* Begin Extract provided *

The absence of third-party verification of the reserve assets or insufficient disclosures. (For example, disclosing the type of assets without being specific about the creditworthiness of the counterparties, the geographical diversification, or concentration of assets, etc.)
Risk appetite The existence of a well-defined risk appetite statement with conservative guidelines for instrument eligibility and reserve management. Absence of guidelines or frequently changing guidelines for instrument eligibility and reserve management.
Legal and regulatory framework

The existence of an effective direct or indirect legal and regulatory framework for stablecoins and their sponsors can protect holders by setting legal and regulatory requirements. An example is a framework that requires the segregation of the reserve assets from the sponsor's, sets minimum requirements on the quality of the assets, or requires periodic supervision of the stablecoin sponsors and management.

First, we assess whether the assets are sufficiently legally separated from the sponsor's assets and are protected in case of bankruptcy. We then assess the scope and the intent of the regulatory framework and to what extent it's focused on preserving the stability of the coin. In addition, we look at the regulator's capacity to intervene to implement preventive or corrective actions if needed, such as if the stablecoin sponsor is not fully compliant with the requirements (see table 4).

Generally, we see the absence of, or weaknesses in, legal segregation of assets as negative--unless, in our view, the sponsor's creditworthiness minimizes the risk to the assets.

Table 4

Examples of strengths and weaknesses that can inform our legal and regulatory analysis
Subfactor Strength Weakness
Segregation of the assets Reserve assets are held separate and maintained in accounts protected against the bankruptcy of the sponsor, even if regulation does not require it or if no regulatory environment exists at the time of the evaluation. We have doubts about the asset separation, and the sponsor credit quality is weak.
Regulatory framework A well-defined regulatory framework exists with clear requirements in terms of governance and quality of the reserve assets.

The regulatory framework subjects the sponsor to periodic supervision by the regulator.

There is a track record of regulatory intervention to protect the stablecoin holders.

A regulatory framework does not exist, or it has significant gaps in coverage.

Regulatory oversight is done on an ad hoc basis.

Redeemability and liquidity

A holder's ability to exchange a stablecoin 1 to 1 with the relevant fiat currency provides an arbitrage opportunity in the event of any deviation in the market price of the stablecoin, and it therefore can support price stability. We derive the overall liquidity and redeemability assessment based on our holistic review of three subfactors (see table 5). A strength in one subfactor may offset a weakness in another.

* End Extract provided *
* Begin Dataset extract *

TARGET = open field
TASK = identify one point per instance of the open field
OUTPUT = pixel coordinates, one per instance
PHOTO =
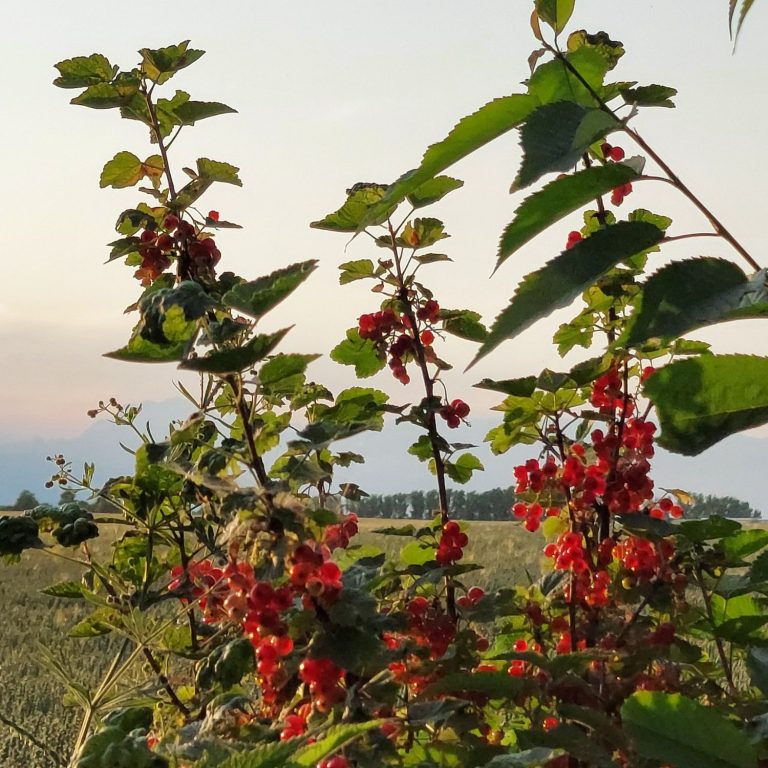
(32, 697)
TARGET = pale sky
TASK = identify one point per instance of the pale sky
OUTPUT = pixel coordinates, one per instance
(330, 94)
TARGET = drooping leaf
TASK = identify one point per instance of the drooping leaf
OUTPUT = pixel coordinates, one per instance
(362, 353)
(693, 293)
(355, 270)
(556, 81)
(676, 730)
(463, 323)
(555, 12)
(556, 200)
(433, 190)
(555, 136)
(256, 297)
(82, 71)
(361, 200)
(237, 359)
(564, 278)
(215, 170)
(161, 64)
(472, 132)
(191, 111)
(284, 373)
(704, 399)
(649, 95)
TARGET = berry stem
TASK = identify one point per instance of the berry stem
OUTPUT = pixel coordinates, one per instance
(429, 390)
(717, 225)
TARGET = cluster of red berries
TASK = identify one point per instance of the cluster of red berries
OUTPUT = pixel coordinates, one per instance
(312, 572)
(454, 412)
(643, 559)
(325, 682)
(429, 626)
(158, 248)
(395, 338)
(450, 548)
(628, 486)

* End Dataset extract *

Write out the passage of the stablecoin assessment text from "Examples of strengths" to "ad hoc basis." word for word.

Examples of strengths and weaknesses that can inform our legal and regulatory analysis
Subfactor Strength Weakness
Segregation of the assets Reserve assets are held separate and maintained in accounts protected against the bankruptcy of the sponsor, even if regulation does not require it or if no regulatory environment exists at the time of the evaluation. We have doubts about the asset separation, and the sponsor credit quality is weak.
Regulatory framework A well-defined regulatory framework exists with clear requirements in terms of governance and quality of the reserve assets.

The regulatory framework subjects the sponsor to periodic supervision by the regulator.

There is a track record of regulatory intervention to protect the stablecoin holders.

A regulatory framework does not exist, or it has significant gaps in coverage.

Regulatory oversight is done on an ad hoc basis.